**AUFGABE 1**
Prüfe anhand des Interviews mit Arjon Capel, ob die Aussagen (a), (b) und (c) zutreffen. Antworte jeweils mit Ja oder Nein und zitiere die entscheidende Textstelle wörtlich.
(a) Arjon Capel hat vor dem neuen Weg 33 erfolgreiche Berufsjahre hinter sich gebracht.
(b) Laut dem Interview gibt es derzeit uneingeschränkt Gelegenheit für Live-Konzerte.
(c) Der Song „Trau Dich aufstehen“ verarbeitet den Glauben an sich selbst.
**AUFGABE 2**
Nenne alle Zeilen des Refrains von „Trau Dich aufstehen“, die im Interview mit Arjon Capel abgedruckt sind.
━━━ GEZEIGTER TEXTAUSZUG
Arjon Capel, Sie haben privat und musikalisch Neue Wege eingeschlagen und auf denen mit dem Album einen Meilenstein gesetzt. Was erträumen Sie sich auf diesen neuen Wegen?

 

Tatsächlich träume ich sehr viel. In der Vergangenheit - meistens nachts -kamen immer wieder Bilder und Gefühle ausgelöst durch einschneidende Erlebnisse, bei denen ich Gefahr lief krank zu werden. Vieles habe ich verdrängt.

Insofern ist für mich mein neuer bewusst eingeschlagener Weg meiner Passion „Musik“ zu folgen eine Befreiung und mit Freude habe ich auch ausgetretene Wege verlassen. Man kann nur eigene Spuren hinterlassen, wenn man nicht in die Fußstapfen anderer tritt.

Viele meiner Texte verarbeiten persönliche Erfahrungen. Nach 33 erfolgreichen Berufsjahren neue Wege zu gehen, habe ich erfahren dürfen. Dies verarbeite ich in meinem Song „Trau Dich aufstehen“ – der Glaube an sich selbst.

 

Refrain „Trau Dich aufstehen“:

Wenn Du tust, wofür du brennst

Wenn du weißt, wie du den Alltag brichst       

Wenn du tust, was du nur willst

Wenn du merkst, dass jeder Zweifel schmilzt

 

Und so hoffe ich auch, dass mein Publikum es fühlt was mich bewegt und vielleicht auch die positiven Gefühle, die meine Geschichten auslösen möchten, wiedererkennt. Ich möchte alle ermutigen, an sich zu glauben und auf das eigene „Bauchgefühl“ zu hören.

 

Auch wünsche ich mir meine Geschichten über die vielen Facetten von der Findung zu meinen neuen Wegen mit vielen Menschen bei Live-Konzerten zu teilen. Leider ist hierzu derzeit diese Gelegenheit ja sehr eingeschränkt.
━━━━━━
━━━ GEZEIGTE INFORMATIONEN
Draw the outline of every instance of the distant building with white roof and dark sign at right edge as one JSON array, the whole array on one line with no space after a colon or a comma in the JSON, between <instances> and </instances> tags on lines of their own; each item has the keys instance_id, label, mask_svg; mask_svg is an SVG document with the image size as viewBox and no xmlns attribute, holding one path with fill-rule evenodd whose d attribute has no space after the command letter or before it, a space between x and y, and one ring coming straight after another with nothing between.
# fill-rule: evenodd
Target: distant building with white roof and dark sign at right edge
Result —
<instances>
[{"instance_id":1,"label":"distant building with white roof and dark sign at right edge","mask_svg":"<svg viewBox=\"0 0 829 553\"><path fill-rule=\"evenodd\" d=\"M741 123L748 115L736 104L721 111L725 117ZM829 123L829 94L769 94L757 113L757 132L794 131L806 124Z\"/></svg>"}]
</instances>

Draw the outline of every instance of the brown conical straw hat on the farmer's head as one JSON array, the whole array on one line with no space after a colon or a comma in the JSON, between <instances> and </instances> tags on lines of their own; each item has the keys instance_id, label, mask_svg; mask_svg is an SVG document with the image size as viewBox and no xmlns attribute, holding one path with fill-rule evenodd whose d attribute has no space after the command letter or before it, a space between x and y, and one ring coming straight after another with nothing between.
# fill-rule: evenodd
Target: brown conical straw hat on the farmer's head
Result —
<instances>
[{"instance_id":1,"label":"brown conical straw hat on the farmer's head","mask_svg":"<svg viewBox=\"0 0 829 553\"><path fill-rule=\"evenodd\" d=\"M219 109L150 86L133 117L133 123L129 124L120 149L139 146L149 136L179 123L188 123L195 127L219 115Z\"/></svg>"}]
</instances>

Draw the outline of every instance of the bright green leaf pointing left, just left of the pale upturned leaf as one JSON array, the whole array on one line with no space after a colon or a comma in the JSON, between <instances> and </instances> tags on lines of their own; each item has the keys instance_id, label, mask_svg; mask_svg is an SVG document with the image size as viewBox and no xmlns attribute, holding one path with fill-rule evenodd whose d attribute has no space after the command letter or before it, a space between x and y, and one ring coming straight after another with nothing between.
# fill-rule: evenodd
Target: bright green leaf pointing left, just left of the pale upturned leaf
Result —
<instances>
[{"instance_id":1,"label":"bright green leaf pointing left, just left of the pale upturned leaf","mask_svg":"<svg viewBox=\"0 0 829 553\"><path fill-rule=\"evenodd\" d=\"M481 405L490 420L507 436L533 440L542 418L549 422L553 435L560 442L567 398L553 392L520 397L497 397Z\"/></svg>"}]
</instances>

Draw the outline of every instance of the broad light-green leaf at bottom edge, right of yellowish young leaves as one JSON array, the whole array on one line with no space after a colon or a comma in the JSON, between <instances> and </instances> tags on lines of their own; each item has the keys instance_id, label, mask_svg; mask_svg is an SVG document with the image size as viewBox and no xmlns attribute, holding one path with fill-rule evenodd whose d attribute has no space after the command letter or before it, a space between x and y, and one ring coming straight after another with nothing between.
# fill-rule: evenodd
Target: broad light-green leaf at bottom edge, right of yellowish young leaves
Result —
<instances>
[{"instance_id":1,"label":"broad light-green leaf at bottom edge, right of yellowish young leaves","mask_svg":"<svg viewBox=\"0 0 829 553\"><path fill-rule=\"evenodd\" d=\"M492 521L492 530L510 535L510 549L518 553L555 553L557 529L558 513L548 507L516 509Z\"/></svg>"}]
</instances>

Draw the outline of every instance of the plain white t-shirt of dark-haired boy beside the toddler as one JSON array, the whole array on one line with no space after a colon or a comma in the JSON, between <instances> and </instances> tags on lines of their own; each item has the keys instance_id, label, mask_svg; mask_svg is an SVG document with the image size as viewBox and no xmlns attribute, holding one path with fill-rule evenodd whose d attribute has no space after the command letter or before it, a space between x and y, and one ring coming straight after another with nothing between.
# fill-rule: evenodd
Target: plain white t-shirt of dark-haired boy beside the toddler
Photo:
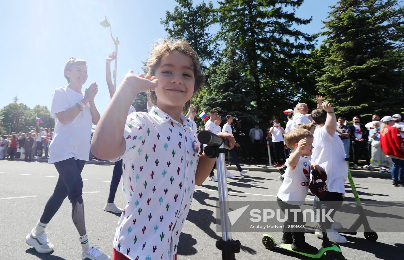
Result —
<instances>
[{"instance_id":1,"label":"plain white t-shirt of dark-haired boy beside the toddler","mask_svg":"<svg viewBox=\"0 0 404 260\"><path fill-rule=\"evenodd\" d=\"M330 192L345 193L345 181L348 177L348 166L345 161L344 144L335 132L328 134L325 126L314 130L313 154L311 161L326 170L327 189Z\"/></svg>"}]
</instances>

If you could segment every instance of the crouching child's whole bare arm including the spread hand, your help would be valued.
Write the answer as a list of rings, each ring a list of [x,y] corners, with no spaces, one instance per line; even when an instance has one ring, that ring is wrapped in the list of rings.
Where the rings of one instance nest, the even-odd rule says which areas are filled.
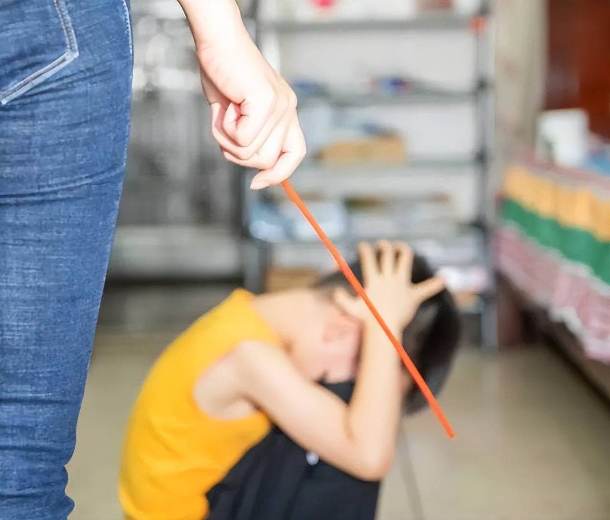
[[[411,251],[389,243],[380,249],[378,265],[370,246],[361,246],[365,287],[392,332],[400,335],[418,305],[439,292],[443,282],[407,285]],[[287,354],[256,342],[243,343],[235,352],[240,386],[298,444],[361,479],[378,480],[392,463],[400,417],[400,361],[361,301],[346,293],[337,294],[337,301],[364,322],[361,364],[349,405],[301,376]]]

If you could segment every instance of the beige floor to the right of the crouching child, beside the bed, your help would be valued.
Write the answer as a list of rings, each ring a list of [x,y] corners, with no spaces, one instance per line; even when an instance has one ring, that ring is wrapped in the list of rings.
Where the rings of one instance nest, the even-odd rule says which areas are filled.
[[[417,520],[610,518],[608,406],[556,353],[463,350],[442,404],[454,440],[430,413],[404,421]]]

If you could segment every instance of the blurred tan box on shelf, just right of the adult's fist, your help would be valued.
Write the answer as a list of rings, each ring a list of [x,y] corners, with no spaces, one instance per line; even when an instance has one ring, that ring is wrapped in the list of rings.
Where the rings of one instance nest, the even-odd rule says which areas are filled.
[[[329,144],[321,149],[319,159],[330,166],[393,164],[405,162],[407,152],[400,137],[382,135]]]

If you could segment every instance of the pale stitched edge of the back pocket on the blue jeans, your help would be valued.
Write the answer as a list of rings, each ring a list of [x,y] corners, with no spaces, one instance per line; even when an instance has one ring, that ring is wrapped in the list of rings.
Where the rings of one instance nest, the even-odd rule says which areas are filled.
[[[53,0],[53,4],[59,15],[59,21],[62,24],[63,35],[66,40],[68,49],[59,58],[53,60],[49,65],[44,66],[38,71],[30,74],[26,79],[18,81],[15,85],[7,90],[0,92],[0,105],[5,105],[17,96],[20,96],[30,88],[43,82],[49,76],[52,76],[57,71],[68,65],[78,56],[78,46],[76,45],[76,36],[72,27],[72,21],[68,10],[66,9],[65,0]]]

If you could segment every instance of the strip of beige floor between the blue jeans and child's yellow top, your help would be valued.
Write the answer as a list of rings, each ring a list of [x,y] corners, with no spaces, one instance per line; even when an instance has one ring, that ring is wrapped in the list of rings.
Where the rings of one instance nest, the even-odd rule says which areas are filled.
[[[68,465],[71,520],[119,520],[118,462],[123,432],[148,369],[173,335],[98,337]]]

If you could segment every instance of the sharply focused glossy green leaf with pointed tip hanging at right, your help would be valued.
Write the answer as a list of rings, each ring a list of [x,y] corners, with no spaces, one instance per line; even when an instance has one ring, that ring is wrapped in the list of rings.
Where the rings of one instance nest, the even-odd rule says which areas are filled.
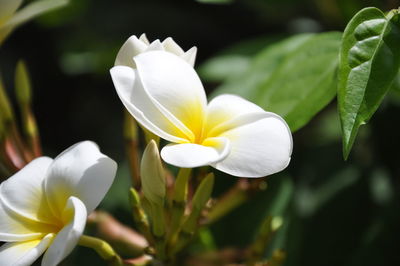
━━━━━━
**SCHRIFTLICHE LÖSUNG 1**
(a) Ja: „Nach 33 erfolgreichen Berufsjahren neue Wege zu gehen, habe ich erfahren dürfen.“
(b) Nein: „Leider ist hierzu derzeit diese Gelegenheit ja sehr eingeschränkt.“
(c) Ja: „Dies verarbeite ich in meinem Song „Trau Dich aufstehen“ – der Glaube an sich selbst.“

**SCHRIFTLICHE LÖSUNG 2**
- Wenn Du tust, wofür du brennst
- Wenn du weißt, wie du den Alltag brichst
- Wenn du tust, was du nur willst
- Wenn du merkst, dass jeder Zweifel schmilzt